§ **What to produce**: Omitting every picture, output the records below exactly, please.

-- Data for this exercise follows --

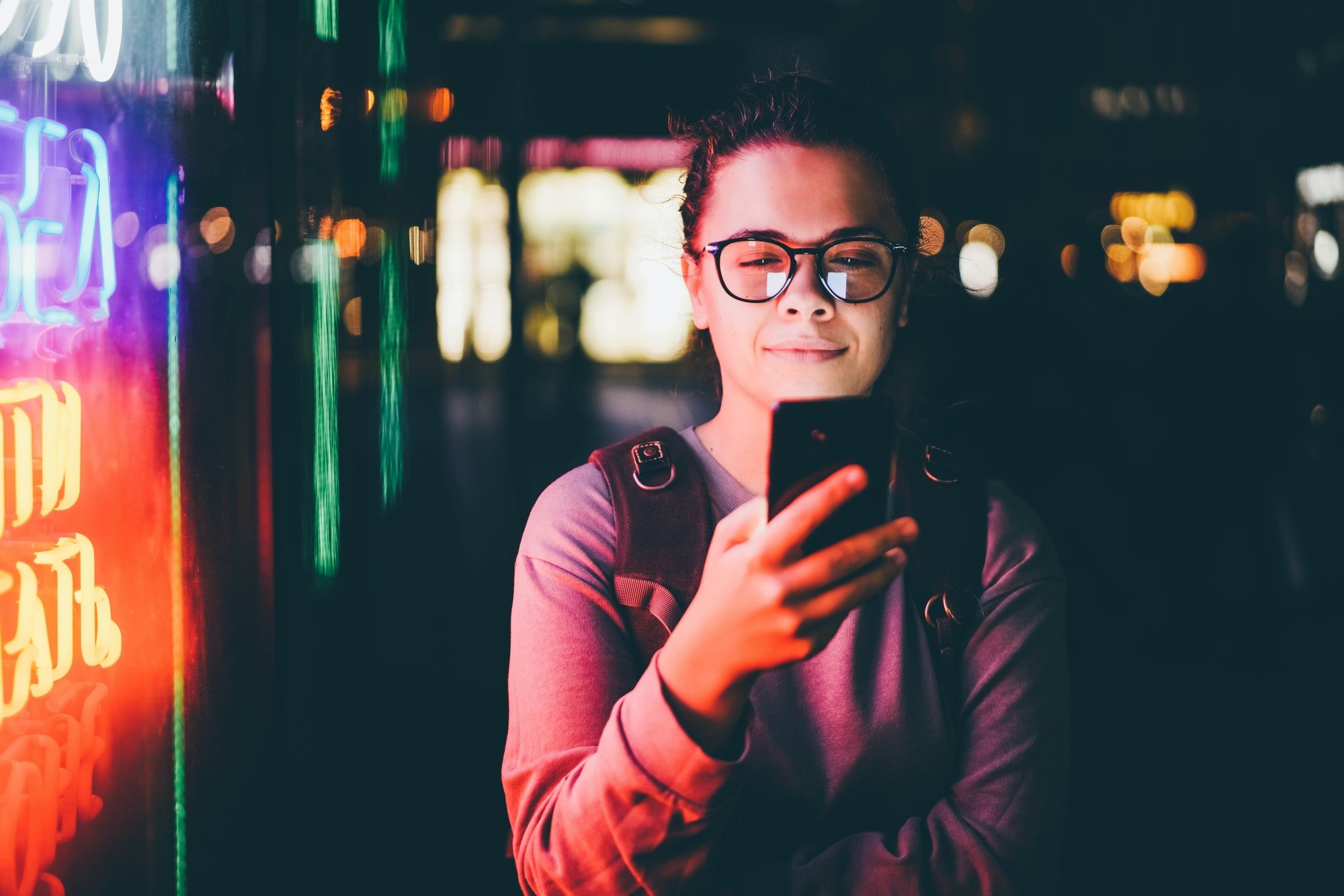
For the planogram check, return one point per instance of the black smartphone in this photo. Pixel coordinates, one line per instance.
(812, 439)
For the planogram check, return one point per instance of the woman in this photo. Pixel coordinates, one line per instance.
(790, 735)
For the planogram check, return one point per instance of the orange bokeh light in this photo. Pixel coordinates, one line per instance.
(350, 237)
(1069, 261)
(442, 104)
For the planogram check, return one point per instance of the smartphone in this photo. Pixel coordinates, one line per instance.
(812, 439)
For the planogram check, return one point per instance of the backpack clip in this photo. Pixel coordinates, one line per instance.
(941, 465)
(956, 608)
(650, 460)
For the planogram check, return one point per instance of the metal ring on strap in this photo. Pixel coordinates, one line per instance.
(655, 488)
(948, 607)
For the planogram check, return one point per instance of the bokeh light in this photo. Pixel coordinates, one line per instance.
(979, 268)
(932, 236)
(217, 229)
(394, 104)
(165, 264)
(1069, 261)
(126, 228)
(442, 104)
(329, 109)
(350, 237)
(990, 236)
(1132, 230)
(1326, 253)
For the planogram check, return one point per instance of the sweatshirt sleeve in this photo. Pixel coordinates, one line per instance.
(999, 827)
(605, 791)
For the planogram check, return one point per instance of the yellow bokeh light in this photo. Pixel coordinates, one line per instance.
(1186, 264)
(990, 236)
(1069, 261)
(217, 229)
(394, 104)
(1124, 272)
(1174, 210)
(1154, 275)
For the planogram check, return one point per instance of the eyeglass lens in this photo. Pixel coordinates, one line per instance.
(855, 269)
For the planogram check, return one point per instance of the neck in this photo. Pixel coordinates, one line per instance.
(739, 437)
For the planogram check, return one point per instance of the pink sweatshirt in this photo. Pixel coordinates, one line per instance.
(847, 781)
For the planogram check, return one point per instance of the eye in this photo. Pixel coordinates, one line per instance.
(855, 261)
(760, 261)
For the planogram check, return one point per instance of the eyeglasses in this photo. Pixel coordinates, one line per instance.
(757, 269)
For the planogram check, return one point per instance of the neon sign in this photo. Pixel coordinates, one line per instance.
(33, 264)
(100, 56)
(53, 730)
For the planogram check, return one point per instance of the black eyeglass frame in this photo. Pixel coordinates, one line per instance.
(898, 253)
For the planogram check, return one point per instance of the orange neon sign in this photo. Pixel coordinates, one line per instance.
(52, 730)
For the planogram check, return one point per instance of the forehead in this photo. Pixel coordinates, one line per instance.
(806, 193)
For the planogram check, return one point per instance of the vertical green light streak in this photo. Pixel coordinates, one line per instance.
(326, 460)
(392, 357)
(179, 652)
(392, 40)
(392, 65)
(171, 29)
(325, 19)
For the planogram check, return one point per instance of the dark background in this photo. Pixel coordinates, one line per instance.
(1169, 443)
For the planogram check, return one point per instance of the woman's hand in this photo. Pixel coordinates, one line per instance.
(760, 608)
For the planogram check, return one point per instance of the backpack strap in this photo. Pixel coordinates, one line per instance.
(946, 494)
(663, 529)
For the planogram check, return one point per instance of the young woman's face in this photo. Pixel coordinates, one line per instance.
(803, 343)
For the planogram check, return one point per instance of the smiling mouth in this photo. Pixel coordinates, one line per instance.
(808, 355)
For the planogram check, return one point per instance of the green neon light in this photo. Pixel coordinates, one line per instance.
(392, 64)
(393, 138)
(325, 19)
(392, 359)
(326, 459)
(171, 32)
(392, 38)
(179, 651)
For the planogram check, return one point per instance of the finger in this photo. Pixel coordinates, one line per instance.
(806, 514)
(855, 590)
(831, 565)
(740, 526)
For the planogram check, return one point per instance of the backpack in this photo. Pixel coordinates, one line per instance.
(665, 523)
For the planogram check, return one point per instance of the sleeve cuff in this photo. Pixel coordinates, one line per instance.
(662, 748)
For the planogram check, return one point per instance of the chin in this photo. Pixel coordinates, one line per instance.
(814, 389)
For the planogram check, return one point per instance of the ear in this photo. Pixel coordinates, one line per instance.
(691, 277)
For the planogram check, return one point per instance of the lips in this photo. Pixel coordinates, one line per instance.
(807, 353)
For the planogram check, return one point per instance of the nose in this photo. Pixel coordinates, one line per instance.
(804, 296)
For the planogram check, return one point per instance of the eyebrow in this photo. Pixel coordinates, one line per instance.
(859, 230)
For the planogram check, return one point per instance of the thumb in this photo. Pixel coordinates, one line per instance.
(740, 526)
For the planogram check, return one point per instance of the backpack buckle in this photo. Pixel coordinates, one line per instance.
(651, 460)
(941, 464)
(958, 605)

-- Data for this exercise concluded --

§ **Response**:
For the planogram check, return one point per instance of the black smartphone in this photo. Pixel coordinates, one line per instance.
(812, 439)
For the planogram check, return one point per instance of the woman in this photo. Pixel coordinates, one line per instance.
(790, 735)
For the planogram check, return one point per instance of the orange bokeh light in this photo. Pixel coordinates, one line per instance.
(350, 237)
(1069, 261)
(442, 104)
For the planogram check, return one point per instance of the smartphone in this photo. Pixel coordinates, one line per instance.
(812, 439)
For the planogram check, return one point per instance of the backpack clip in this photo. Pixel coordinates, one line per instance.
(941, 465)
(956, 608)
(650, 460)
For the planogram check, return one point per instance of the metal ring on strap in this photo. Pixel coordinates, one line per instance.
(655, 488)
(948, 607)
For the planogram check, return one point per instance of the bokeh light in this photo. Pixel coordinates, one line per instance.
(979, 268)
(932, 236)
(217, 229)
(394, 104)
(165, 264)
(1069, 261)
(126, 228)
(442, 104)
(329, 109)
(350, 237)
(990, 236)
(1132, 230)
(1326, 253)
For the planogram check, return one point per instance of the sweatshirt sleeve in this photo. Pixel coordinates, one line per instance.
(999, 827)
(605, 791)
For the planogram check, return one point per instance of the yellow bokeh light in this photo. Pixel coordinates, one line per instance.
(1186, 264)
(990, 236)
(1069, 261)
(217, 229)
(394, 104)
(1124, 272)
(1174, 210)
(1154, 275)
For the planogram check, return one point per instance of the eyeglass lens in this photo. Pixel coordinates, one line per instance.
(855, 269)
For the planogram check, return one point per instance of the neck in this photo. Pixel coordinates, one line per instance.
(739, 437)
For the planogram check, return one point per instance of the pink sweatshirt in this photo. Pixel coordinates, one line per instance.
(847, 781)
For the planogram check, return one point per instance of the eye in this photo. Pixel coordinates, one line per instance.
(855, 261)
(760, 261)
For the planogram check, return one point per instance of the eyeglasses in this photo. Pixel coordinates, one line per instance.
(757, 269)
For the planogram check, return one point per instance of the neon sign in this photo. Pixel coordinates, one line per instance.
(33, 264)
(100, 56)
(53, 730)
For the planogram check, return one point per instance of the black eyeglass frame in this photo. Pixel coordinates, one line per instance.
(898, 253)
For the planogram check, return one point per instance of the orange neon sign in this photo. Pixel coordinates, one line per instance.
(52, 730)
For the planogram check, return one point per instance of the forehead in this photo. Pixel coordinates, one line per instance.
(806, 193)
For the planogram check, return one point per instance of the vertical green light streak in this photo. Pixel coordinates, one line per instance.
(326, 460)
(392, 357)
(179, 652)
(392, 40)
(392, 65)
(171, 29)
(325, 19)
For the planogram check, return one point per instance of the dark background in this photo. Pixel coordinates, one line per instance.
(1169, 443)
For the planogram check, return one point per instance of the woman's hand in this photo. Pixel coordinates, one line per instance.
(760, 608)
For the planogram check, return one point per instance of the backpack strap in this photo. Pixel coordinates, one line per instance.
(946, 494)
(663, 529)
For the planogram check, return one point per instance of the young woman's face in this photo. Pixel coordinates, one line per instance.
(803, 343)
For the planogram check, return one point per instance of the smiling mouth in this photo. Pixel coordinates, one line per instance.
(808, 355)
For the planogram check, return one point per instance of the green neon light in this photo. Pixel coordinates, one line per instance.
(392, 64)
(393, 138)
(325, 19)
(392, 359)
(326, 459)
(171, 32)
(392, 38)
(179, 651)
For the planogram check, return one point per instance of the finger in this photo. Pixel coordinates, one line per instance.
(806, 514)
(855, 590)
(831, 565)
(740, 526)
For the planogram check, return one point per instance of the backpack in this photo. Pixel coordinates, one line per instance.
(665, 523)
For the planogram check, return one point per instance of the sleeve cuff in this photo. Pixel coordinates, one line per instance.
(662, 748)
For the planogram check, return one point per instance of the chin in this photo. Pixel coordinates, one line per instance.
(814, 389)
For the planogram check, return one point per instance of the ear in this photo. Pixel coordinates, one line per instance.
(691, 277)
For the planogram check, return one point per instance of the lips in this photo. Pixel coordinates, one line per instance.
(807, 353)
For the planogram check, return one point per instance of the nose in this photo. Pixel coordinates, one line per instance.
(804, 296)
For the planogram check, return one point per instance of the eyebrow in this photo. Pixel coordinates, one line per instance.
(859, 230)
For the planogram check, return one point per instance of the thumb in this photo. Pixel coordinates, one line per instance.
(740, 526)
For the planogram check, return one point per instance of the backpack buckle in this photo. Pixel coordinates, one line per instance.
(651, 460)
(941, 464)
(958, 605)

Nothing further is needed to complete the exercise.